*** THE INPUT Section Begins ***

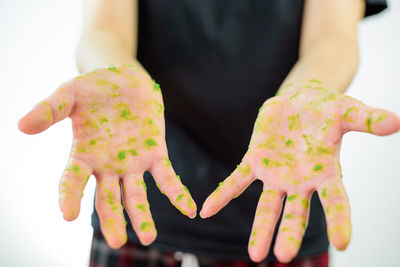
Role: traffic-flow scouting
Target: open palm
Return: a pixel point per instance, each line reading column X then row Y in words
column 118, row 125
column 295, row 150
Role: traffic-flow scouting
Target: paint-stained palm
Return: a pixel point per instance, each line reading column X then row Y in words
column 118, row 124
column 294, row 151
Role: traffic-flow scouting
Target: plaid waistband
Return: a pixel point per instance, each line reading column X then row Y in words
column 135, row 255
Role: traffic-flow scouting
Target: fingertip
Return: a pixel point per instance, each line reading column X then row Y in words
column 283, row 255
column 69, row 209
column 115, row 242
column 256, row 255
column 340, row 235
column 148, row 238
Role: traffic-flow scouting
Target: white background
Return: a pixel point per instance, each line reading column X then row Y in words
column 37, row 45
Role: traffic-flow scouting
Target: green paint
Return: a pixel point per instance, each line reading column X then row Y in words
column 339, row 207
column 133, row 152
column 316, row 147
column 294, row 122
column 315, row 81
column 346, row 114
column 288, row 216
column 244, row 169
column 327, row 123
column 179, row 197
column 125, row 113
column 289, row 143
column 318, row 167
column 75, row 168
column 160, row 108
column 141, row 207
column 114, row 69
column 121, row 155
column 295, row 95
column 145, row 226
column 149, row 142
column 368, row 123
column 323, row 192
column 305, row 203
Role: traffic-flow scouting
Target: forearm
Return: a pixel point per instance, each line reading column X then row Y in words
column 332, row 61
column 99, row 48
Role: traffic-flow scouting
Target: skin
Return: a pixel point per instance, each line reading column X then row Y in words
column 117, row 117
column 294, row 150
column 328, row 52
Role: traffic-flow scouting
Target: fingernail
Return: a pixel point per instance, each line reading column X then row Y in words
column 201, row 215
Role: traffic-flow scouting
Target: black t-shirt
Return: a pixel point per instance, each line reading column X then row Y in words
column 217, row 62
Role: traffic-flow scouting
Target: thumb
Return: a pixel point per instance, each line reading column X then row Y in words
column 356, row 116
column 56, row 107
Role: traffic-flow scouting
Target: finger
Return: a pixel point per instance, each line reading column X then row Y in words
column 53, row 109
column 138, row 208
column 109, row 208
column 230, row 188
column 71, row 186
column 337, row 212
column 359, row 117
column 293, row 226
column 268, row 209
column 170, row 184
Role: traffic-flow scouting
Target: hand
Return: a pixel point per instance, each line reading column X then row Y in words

*** THE INPUT Section Ends ***

## YOUR TASK
Output every record above word for word, omitting any pictures they contain.

## REPLY
Role: traffic-flow scouting
Target: open palm
Return: a pixel point per instance, each line reading column X then row Y in words
column 118, row 125
column 295, row 150
Role: traffic-flow scouting
Target: paint-stained palm
Return: a pixel point per instance, each line reading column X then row Y in words
column 118, row 124
column 294, row 151
Role: traffic-flow scouting
Target: plaid waistband
Return: a pixel point per instance, each line reading column X then row Y in words
column 135, row 255
Role: traffic-flow scouting
Target: fingertip
Return: a pixel point per instance, each line reading column X then row Y in words
column 283, row 255
column 69, row 209
column 115, row 242
column 256, row 255
column 340, row 235
column 148, row 238
Role: traffic-flow scouting
Target: white background
Return: a pixel point per instance, each line reading column X then row Y in words
column 37, row 45
Role: traffic-flow scouting
Target: green paint
Return: a pixel point per instance, each line reading column X then row Y in words
column 339, row 207
column 133, row 152
column 316, row 147
column 294, row 122
column 315, row 81
column 346, row 114
column 288, row 216
column 244, row 169
column 327, row 123
column 179, row 197
column 125, row 113
column 289, row 143
column 318, row 167
column 75, row 168
column 160, row 108
column 141, row 207
column 114, row 69
column 121, row 155
column 295, row 95
column 145, row 226
column 149, row 142
column 368, row 123
column 323, row 192
column 305, row 203
Role: traffic-flow scouting
Target: forearm
Return: a pixel point per instance, each line reading column X then row Y in words
column 332, row 61
column 99, row 48
Role: traffic-flow scouting
Target: skin
Return: a pixel point per instance, each line reading column X then row Y in words
column 117, row 117
column 294, row 150
column 328, row 52
Role: traffic-flow scouting
Target: fingernail
Return: a pixel point per instance, each line reading column X then row Y in words
column 201, row 215
Role: traffic-flow scouting
Target: black t-shirt
Return: a pixel point per instance, each line reading column X then row Y in words
column 217, row 62
Role: traffic-flow scouting
Target: thumb
Return: a pixel point per instance, each line reading column X then row Y in words
column 356, row 116
column 56, row 107
Role: traffic-flow scouting
Target: finger
Return: a pixel point per instance, each line reading column X then row Y in words
column 53, row 109
column 138, row 208
column 109, row 208
column 230, row 188
column 71, row 186
column 337, row 212
column 359, row 117
column 293, row 226
column 268, row 209
column 170, row 184
Role: traffic-flow scouting
Target: hand
Return: a pixel point per instance, each line reading column X then row Y in words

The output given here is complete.